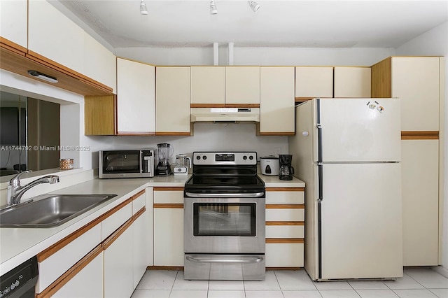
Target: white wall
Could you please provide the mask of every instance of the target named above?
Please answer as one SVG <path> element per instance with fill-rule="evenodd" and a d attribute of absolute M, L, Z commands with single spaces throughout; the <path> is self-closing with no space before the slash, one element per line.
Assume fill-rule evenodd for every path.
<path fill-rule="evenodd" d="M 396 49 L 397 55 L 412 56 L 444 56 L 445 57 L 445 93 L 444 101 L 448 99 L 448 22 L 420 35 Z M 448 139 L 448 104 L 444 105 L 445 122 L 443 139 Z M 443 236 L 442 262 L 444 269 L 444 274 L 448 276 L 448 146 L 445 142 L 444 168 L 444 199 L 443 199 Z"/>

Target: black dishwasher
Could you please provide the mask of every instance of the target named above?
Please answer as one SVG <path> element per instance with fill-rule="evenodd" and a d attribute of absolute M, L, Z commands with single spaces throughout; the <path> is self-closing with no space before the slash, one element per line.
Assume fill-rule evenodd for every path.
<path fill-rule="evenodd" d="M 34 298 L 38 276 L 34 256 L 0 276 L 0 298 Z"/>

::::

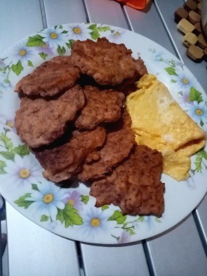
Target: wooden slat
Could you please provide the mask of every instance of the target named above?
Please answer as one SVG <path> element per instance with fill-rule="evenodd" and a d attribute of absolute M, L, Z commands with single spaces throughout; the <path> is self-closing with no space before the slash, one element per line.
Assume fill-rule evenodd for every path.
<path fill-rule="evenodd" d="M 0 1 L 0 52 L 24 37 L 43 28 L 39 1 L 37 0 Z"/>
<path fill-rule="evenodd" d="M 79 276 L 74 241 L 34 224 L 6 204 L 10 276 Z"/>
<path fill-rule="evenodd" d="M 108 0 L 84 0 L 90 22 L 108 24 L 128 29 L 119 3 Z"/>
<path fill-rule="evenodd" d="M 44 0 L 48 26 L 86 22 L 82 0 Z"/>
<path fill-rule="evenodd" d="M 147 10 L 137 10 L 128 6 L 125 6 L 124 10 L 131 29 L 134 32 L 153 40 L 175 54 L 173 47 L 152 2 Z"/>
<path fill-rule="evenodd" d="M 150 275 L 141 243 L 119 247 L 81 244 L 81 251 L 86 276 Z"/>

::::

Retype the lines above exactly, from the line with "Target: wooden slat" up to and including the line with "150 275 L 141".

Exercise solution>
Target: wooden slat
Could you please provide the mask of every instance of the target named above?
Please answer as one SVG <path> element per instance with fill-rule="evenodd" and a d attribute of absolute M, L, Z commands with single spaces throughout; the <path> is self-closing with no space before the slash, one element per line.
Assume fill-rule evenodd for every path.
<path fill-rule="evenodd" d="M 0 1 L 0 52 L 24 37 L 43 28 L 39 1 L 37 0 Z"/>
<path fill-rule="evenodd" d="M 79 276 L 74 241 L 34 224 L 6 204 L 10 276 Z"/>
<path fill-rule="evenodd" d="M 108 0 L 84 0 L 90 22 L 108 24 L 128 29 L 119 3 Z"/>
<path fill-rule="evenodd" d="M 44 0 L 48 26 L 86 22 L 82 0 Z"/>
<path fill-rule="evenodd" d="M 147 10 L 137 10 L 128 6 L 125 6 L 124 10 L 131 29 L 134 32 L 153 40 L 175 54 L 173 47 L 152 2 Z"/>
<path fill-rule="evenodd" d="M 150 275 L 141 243 L 119 247 L 81 244 L 81 251 L 86 276 Z"/>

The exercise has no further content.